**JOB**
Can you reproduce the material below word for word, every line included?

____ DATA SUPPLIED

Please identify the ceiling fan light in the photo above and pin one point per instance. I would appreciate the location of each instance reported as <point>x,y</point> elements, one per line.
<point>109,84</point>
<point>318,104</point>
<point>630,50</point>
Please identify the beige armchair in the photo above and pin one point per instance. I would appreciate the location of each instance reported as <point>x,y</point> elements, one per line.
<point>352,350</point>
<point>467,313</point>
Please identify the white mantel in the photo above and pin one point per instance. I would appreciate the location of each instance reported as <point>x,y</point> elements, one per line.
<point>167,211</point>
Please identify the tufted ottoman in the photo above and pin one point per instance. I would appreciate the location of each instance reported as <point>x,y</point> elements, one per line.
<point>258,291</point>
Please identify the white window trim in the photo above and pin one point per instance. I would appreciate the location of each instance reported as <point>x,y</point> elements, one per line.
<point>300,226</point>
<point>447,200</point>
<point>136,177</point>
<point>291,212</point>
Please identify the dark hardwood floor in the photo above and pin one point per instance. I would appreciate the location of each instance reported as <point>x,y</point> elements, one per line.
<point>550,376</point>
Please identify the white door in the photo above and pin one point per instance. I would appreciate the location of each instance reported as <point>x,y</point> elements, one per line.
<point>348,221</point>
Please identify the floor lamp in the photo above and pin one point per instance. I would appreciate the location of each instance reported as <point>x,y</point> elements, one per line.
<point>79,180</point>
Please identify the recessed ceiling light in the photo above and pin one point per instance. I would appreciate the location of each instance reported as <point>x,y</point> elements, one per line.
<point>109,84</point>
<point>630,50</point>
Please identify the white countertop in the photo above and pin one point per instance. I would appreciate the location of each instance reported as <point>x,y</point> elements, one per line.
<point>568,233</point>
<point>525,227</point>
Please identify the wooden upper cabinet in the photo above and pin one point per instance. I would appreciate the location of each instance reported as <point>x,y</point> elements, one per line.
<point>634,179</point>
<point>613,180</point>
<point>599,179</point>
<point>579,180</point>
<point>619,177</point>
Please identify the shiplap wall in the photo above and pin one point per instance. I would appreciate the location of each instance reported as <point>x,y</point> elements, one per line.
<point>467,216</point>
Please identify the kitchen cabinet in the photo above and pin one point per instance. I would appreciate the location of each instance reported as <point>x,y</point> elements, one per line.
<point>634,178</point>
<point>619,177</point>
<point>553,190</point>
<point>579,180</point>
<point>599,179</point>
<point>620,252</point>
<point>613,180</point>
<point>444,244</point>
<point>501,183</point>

________

**IN RESPONSE**
Please identify the ceiling fan light in the photo above and pin one point per instance. I would appreciate the location of each instance reported as <point>x,y</point> elements, one per line.
<point>109,84</point>
<point>318,104</point>
<point>630,50</point>
Please identify the beige armchair in the photo above and pin one point per instance. I would appreciate the location of each instance reported as <point>x,y</point> elements, one per line.
<point>352,350</point>
<point>467,313</point>
Please identify the white mantel in the photo above and pin one point per instance. I would appreciate the location of each instance reported as <point>x,y</point> elements, one per line.
<point>167,211</point>
Please identify the tufted ottoman in the photo above and pin one point per instance. I would appreciate the location of each instance reported as <point>x,y</point> elements, one per line.
<point>258,291</point>
Please identify the white window trim in the photo above and pin one point per instance. I would appreciate the location of each instance reported as <point>x,y</point> elements, one per line.
<point>300,226</point>
<point>447,200</point>
<point>136,177</point>
<point>291,212</point>
Please identify the dark hardwood floor in the photo above and pin one point per instance. I would appreciate the location of each instance reported as <point>x,y</point> elements, one per line.
<point>550,376</point>
Please identify the white door in the photo above and pin one point per instance. I would appreciate the location of each instance reported as <point>x,y</point> elements, one per line.
<point>348,221</point>
Please identify the floor lamp in the photo above and pin one point per instance. I would appreciate the location of each instance reported as <point>x,y</point> elements, one per line.
<point>79,180</point>
Please identify the recessed ceiling light in the photo above and pin one point per instance. I would appreciate the location of each instance reported as <point>x,y</point> elements, one per line.
<point>109,84</point>
<point>630,50</point>
Please identify the white countertop in the photo above and pin one point per instance. I would appreciate the location of each instance reported as <point>x,y</point> elements, one per line.
<point>568,233</point>
<point>525,227</point>
Please identify the wooden upper cabinet in the photo above and pin one point per instance. I would appreciate the location of each instance reported as <point>x,y</point> elements, one per line.
<point>634,179</point>
<point>613,180</point>
<point>599,179</point>
<point>579,180</point>
<point>619,177</point>
Please identify the shiplap wall in the photo above and pin one point per instance. I would appreciate the location of each instance reported as <point>x,y</point> elements, one per line.
<point>467,216</point>
Please identify the kitchen cabinet in the photo above and pin one point per instance. I would appreciate the location of each instance reported as <point>x,y</point> elements, one per line.
<point>634,178</point>
<point>619,177</point>
<point>553,190</point>
<point>579,180</point>
<point>599,179</point>
<point>620,252</point>
<point>613,180</point>
<point>444,244</point>
<point>501,183</point>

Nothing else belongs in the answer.